_Data excerpts_:
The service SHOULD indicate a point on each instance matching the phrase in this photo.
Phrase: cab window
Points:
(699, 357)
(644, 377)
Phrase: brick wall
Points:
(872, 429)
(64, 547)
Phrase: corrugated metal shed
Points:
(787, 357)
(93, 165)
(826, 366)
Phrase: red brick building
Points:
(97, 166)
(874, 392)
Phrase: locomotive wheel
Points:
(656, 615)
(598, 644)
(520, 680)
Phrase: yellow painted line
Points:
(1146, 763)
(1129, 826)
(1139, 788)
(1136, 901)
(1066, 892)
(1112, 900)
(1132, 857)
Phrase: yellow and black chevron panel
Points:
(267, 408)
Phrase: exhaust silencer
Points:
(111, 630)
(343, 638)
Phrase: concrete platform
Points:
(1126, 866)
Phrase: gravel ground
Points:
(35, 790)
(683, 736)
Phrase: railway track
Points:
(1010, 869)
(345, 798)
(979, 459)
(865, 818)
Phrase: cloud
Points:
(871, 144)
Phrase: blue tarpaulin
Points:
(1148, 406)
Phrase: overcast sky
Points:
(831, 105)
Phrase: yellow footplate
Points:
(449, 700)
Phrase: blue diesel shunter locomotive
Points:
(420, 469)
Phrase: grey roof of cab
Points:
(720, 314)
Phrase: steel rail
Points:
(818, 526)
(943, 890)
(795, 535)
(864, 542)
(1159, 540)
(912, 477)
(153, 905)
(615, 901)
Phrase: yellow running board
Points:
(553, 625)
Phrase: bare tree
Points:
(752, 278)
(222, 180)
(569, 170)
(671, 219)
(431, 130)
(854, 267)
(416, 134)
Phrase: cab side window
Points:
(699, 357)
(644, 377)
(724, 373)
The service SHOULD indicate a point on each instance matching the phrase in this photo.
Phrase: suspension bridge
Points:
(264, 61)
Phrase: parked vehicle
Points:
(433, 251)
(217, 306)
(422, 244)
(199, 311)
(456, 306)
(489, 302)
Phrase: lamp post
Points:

_Written task_:
Rewrite all the entries above, replacing "service" with "system" and leaving everything else unchanged.

_Written answer_:
The system SHOULD indicate a point on each instance matching the phrase in this photo.
Phrase: cab window
Points:
(699, 357)
(644, 377)
Phrase: brick wall
Points:
(872, 429)
(64, 547)
Phrase: corrugated metal shed
Points:
(787, 357)
(93, 165)
(826, 366)
Phrase: red brick building
Points:
(97, 166)
(874, 392)
Phrase: locomotive wheel
Points:
(656, 615)
(598, 644)
(520, 680)
Phrase: yellow painted line
Points:
(1146, 763)
(1129, 826)
(1139, 788)
(1136, 901)
(1066, 892)
(1112, 900)
(1132, 857)
Phrase: yellow and black chevron panel
Points:
(267, 408)
Phrase: exhaust silencer
Points:
(111, 630)
(343, 638)
Phrase: concrete platform
Points:
(1126, 866)
Phrase: gravel ground
Points:
(35, 790)
(683, 736)
Phrase: railway track
Points:
(1010, 869)
(345, 798)
(979, 459)
(865, 818)
Phrase: cloud
Points:
(871, 144)
Phrase: blue tarpaulin
Points:
(1148, 406)
Phrase: overcast sky
Points:
(831, 105)
Phrase: yellow footplate
Points:
(449, 700)
Phrase: blue diesel shunter locomotive
Points:
(420, 469)
Phrase: grey roof of cab
Points:
(720, 314)
Phrase: steel rail
Points:
(818, 526)
(943, 890)
(795, 535)
(864, 542)
(1159, 540)
(912, 477)
(153, 905)
(615, 901)
Phrase: yellow running board
Points:
(553, 625)
Phrase: bare tree
Points:
(752, 278)
(222, 180)
(569, 170)
(671, 219)
(431, 130)
(854, 267)
(416, 134)
Phrase: cab side window
Points:
(699, 357)
(644, 377)
(724, 373)
The system SHOULD indicate a point on each instance matching the phrase in this photo.
Phrase: suspension bridge
Points:
(264, 61)
Phrase: parked vehicle
Points:
(433, 251)
(217, 306)
(422, 244)
(199, 311)
(456, 306)
(489, 302)
Phrase: lamp post
Points:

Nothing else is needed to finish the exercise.